YOUR TASK
Pull out each line of the material below that contains the word "stream" and copy those lines unchanged.

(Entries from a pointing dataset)
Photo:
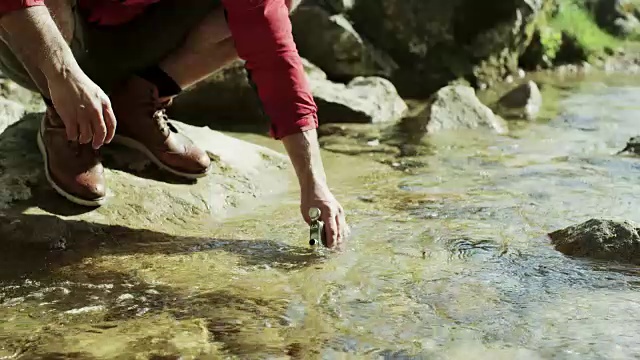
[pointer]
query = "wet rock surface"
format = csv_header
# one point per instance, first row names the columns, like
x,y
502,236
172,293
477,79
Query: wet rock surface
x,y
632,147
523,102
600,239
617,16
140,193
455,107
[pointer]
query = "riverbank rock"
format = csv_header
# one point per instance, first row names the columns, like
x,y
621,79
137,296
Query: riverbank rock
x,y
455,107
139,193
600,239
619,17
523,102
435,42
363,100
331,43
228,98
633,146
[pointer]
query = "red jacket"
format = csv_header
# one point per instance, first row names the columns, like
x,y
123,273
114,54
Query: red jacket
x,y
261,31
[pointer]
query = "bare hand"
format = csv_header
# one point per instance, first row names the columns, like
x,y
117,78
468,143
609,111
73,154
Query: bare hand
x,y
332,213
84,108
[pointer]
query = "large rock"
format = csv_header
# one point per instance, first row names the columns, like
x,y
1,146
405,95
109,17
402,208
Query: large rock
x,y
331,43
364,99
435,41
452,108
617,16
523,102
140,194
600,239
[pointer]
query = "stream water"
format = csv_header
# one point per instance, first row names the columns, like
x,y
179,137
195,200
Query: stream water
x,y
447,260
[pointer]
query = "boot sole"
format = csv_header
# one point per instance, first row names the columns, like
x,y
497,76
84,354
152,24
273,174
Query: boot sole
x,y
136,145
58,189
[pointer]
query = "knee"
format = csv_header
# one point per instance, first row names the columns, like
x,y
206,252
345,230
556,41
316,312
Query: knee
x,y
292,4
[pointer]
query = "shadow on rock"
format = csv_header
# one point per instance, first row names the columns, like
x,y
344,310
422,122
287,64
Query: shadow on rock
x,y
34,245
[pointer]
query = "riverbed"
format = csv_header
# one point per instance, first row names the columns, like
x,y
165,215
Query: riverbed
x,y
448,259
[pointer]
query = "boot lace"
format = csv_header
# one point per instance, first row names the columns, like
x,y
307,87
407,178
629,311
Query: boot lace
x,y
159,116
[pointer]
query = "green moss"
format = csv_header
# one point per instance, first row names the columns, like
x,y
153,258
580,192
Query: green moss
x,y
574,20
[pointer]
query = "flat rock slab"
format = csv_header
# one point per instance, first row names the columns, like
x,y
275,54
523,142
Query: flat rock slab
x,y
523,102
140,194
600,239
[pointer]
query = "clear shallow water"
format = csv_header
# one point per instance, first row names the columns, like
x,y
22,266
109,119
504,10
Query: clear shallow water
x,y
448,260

TASK OUTPUT
query = "stream water"
Query: stream water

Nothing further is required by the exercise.